▸ What is being asked
Output all the records word for word. Drop the pictures.

[[ Dataset records, beginning ]]

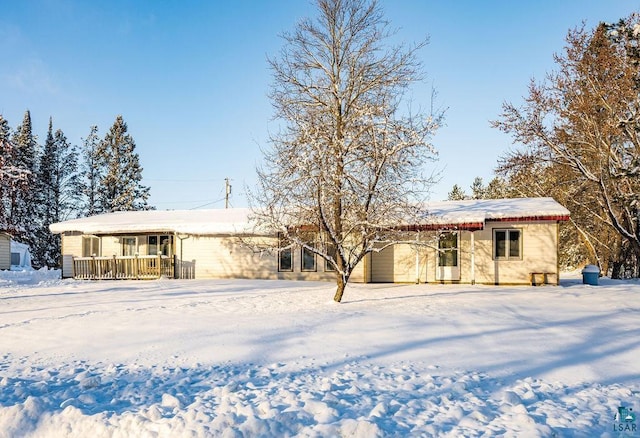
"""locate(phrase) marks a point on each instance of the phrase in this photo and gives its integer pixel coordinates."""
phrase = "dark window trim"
(302, 260)
(508, 256)
(281, 252)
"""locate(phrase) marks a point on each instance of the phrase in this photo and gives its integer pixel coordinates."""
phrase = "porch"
(132, 268)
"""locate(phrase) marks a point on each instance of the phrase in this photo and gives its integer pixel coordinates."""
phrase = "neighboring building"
(499, 241)
(5, 251)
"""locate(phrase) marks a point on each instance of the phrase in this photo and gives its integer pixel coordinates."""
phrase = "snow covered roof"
(470, 214)
(199, 222)
(474, 213)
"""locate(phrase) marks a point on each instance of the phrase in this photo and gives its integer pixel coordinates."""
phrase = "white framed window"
(160, 245)
(90, 246)
(129, 246)
(448, 249)
(285, 255)
(308, 260)
(331, 251)
(507, 244)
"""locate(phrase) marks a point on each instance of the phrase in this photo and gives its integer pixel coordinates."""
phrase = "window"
(285, 256)
(507, 244)
(308, 260)
(90, 246)
(129, 246)
(160, 245)
(448, 249)
(331, 251)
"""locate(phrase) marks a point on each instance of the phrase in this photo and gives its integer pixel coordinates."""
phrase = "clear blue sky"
(191, 80)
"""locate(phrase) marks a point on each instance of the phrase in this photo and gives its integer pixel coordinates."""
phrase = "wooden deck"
(131, 268)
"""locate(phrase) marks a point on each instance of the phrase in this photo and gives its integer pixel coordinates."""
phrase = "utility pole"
(227, 190)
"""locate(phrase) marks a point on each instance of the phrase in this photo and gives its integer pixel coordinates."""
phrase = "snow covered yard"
(269, 358)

[[ Dataset records, end ]]

▸ Task solution
"""locate(phrase) marks a point on each instance of the phrase in this photo and gives its integer pixel coordinates."""
phrase = "dark window trim"
(302, 260)
(508, 256)
(281, 252)
"""locate(phrase) marks a point on each instance of the phrase in this photo and gives its integer pixel coordinates."""
phrase = "porch"
(132, 268)
"""locate(phrase) marks a point on each instance of the phrase in this photo and gives its integer pixel coordinates."""
phrase = "neighboring building"
(499, 241)
(5, 251)
"""locate(phrase) marks a point on each instance of the phrase in this photo and gives its integer pixel coordinates."""
phrase = "snow covered roof"
(470, 214)
(199, 222)
(474, 213)
"""locate(phrase) marks a point on each instance of the phrase in this photo and gives its integer pixel coordinates."""
phrase = "white framed window"
(160, 245)
(90, 246)
(129, 246)
(448, 249)
(285, 255)
(308, 260)
(331, 251)
(507, 244)
"""locate(phrase) marks a point on each instance of the phrase in this photo and gives its integer pixel coordinates."""
phrase = "window"
(285, 256)
(507, 244)
(308, 260)
(90, 246)
(129, 246)
(160, 245)
(448, 249)
(331, 251)
"""locate(phrase) marks a point on each instance of the phrase in this photo and gives its integer pixel coordinates."""
phrase = "clear blue sky"
(191, 80)
"""locate(phrase) marks a point on each instance of the phrase in this photo and gives its integer pixel coordinates."""
phrase = "wooden deck"
(131, 268)
"""locate(phrase) marks a point on each instance of the phrase in this photo and gives its integer pixel coordinates."""
phrase = "utility pole"
(227, 190)
"""locate(phrase) marks a point on each instance of the phrase in this photo and gives its integer pixel coordinates."""
phrase = "snow covered yard"
(269, 358)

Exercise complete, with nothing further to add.